> **ACTIVITY**
Indicate only the number of lines in the listing below in which the word "positive" appears.

> **RECORDED DATA**
-------

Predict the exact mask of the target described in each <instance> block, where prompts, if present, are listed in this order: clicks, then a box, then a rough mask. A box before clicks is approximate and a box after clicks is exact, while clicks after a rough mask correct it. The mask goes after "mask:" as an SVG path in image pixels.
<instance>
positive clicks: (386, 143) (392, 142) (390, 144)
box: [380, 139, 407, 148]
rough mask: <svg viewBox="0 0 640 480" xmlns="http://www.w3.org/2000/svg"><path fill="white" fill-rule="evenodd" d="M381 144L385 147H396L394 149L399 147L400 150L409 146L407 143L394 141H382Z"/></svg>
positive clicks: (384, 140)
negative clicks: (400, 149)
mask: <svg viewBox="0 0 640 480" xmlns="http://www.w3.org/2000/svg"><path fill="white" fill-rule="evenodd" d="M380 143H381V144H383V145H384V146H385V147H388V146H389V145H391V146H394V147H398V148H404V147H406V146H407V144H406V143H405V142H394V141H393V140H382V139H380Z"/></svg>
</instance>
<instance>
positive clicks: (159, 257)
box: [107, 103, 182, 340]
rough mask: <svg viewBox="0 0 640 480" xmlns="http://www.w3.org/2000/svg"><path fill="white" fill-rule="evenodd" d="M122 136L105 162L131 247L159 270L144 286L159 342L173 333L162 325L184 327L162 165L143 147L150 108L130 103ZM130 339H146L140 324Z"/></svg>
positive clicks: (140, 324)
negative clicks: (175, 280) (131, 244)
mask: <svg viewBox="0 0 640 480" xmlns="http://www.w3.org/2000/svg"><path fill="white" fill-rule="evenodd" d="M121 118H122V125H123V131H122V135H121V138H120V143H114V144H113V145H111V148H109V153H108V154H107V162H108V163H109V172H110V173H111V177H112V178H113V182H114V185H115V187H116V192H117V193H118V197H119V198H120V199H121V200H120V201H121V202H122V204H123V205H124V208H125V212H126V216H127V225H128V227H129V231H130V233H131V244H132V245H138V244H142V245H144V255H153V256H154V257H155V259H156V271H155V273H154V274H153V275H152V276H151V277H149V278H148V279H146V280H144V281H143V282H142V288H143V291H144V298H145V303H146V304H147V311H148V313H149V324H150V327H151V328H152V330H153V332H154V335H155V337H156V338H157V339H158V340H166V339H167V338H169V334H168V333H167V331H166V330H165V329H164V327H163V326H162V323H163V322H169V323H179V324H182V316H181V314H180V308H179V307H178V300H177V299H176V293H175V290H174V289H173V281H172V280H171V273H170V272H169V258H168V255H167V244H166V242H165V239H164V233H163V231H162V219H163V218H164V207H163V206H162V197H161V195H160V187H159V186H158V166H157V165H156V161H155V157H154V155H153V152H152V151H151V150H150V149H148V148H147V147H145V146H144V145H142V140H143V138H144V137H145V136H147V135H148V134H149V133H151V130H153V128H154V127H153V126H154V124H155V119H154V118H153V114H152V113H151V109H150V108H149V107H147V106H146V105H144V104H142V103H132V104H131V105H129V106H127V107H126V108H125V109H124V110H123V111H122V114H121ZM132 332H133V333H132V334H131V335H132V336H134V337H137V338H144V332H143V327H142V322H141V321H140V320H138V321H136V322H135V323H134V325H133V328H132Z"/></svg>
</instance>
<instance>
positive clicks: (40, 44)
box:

-------

> **WRITTEN REPLY**
5